Pointing and labeling records:
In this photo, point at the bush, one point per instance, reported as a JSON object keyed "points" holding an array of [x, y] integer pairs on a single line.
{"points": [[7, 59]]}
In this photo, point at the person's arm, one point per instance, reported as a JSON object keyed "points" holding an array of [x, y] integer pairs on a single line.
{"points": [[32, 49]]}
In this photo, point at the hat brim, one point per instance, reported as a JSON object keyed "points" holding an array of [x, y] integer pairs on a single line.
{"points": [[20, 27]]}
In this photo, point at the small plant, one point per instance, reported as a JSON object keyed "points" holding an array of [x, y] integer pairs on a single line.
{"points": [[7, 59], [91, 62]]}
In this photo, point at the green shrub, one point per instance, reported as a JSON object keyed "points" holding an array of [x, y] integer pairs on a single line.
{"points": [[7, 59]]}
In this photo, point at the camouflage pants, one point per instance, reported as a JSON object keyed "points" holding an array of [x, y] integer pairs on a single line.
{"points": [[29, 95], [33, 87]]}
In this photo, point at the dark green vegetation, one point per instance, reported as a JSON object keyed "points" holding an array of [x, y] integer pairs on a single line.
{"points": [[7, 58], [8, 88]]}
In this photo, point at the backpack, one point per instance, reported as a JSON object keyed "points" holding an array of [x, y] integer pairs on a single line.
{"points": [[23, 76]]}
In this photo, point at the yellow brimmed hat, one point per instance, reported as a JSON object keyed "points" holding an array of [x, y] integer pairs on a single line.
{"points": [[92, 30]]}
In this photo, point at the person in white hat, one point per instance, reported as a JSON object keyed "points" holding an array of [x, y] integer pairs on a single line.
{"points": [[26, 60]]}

Written instruction: Reproduce the records beginning at the line that contains "In this photo, point at the small" and continuing through the end of the records, adding 110 to every x and y coordinate in the answers.

Finished exercise:
In this photo, point at the small plant, one point per instance, reported as a JSON object keyed "points" holding an array of [x, y] integer pairs on a single line.
{"points": [[117, 169], [201, 172]]}
In this photo, point at the green shrub, one point per instance, reported as a JSON object keyed "points" holding an array of [x, y] integer pairs on a single line.
{"points": [[117, 169]]}
In this photo, point at the camouflage pants, one point per instance, reported as a JSON object keyed "points" holding an array of [x, y] integer pairs on a single line.
{"points": [[139, 205], [143, 197]]}
In this photo, point at the dark green vegetation, one point per instance, reported as a JSON object keyed "points" holding an array of [x, y] integer pairs on a single line.
{"points": [[117, 168], [118, 198]]}
In this photo, point at the backpack, one point per instance, reported as a JSON object keyed "points" holding an array of [x, y] integer pairs on a single line.
{"points": [[133, 186]]}
In this photo, point at the yellow brimmed hat, one point per instance, reported as a JSON object keyed "points" holding an array of [x, y] integer pairs on a single line.
{"points": [[202, 140]]}
In this photo, point at the person in white hat, one point per instance, reported as a JSON object keyed "points" holding an array of [x, y] integer pairs on a single line.
{"points": [[136, 170]]}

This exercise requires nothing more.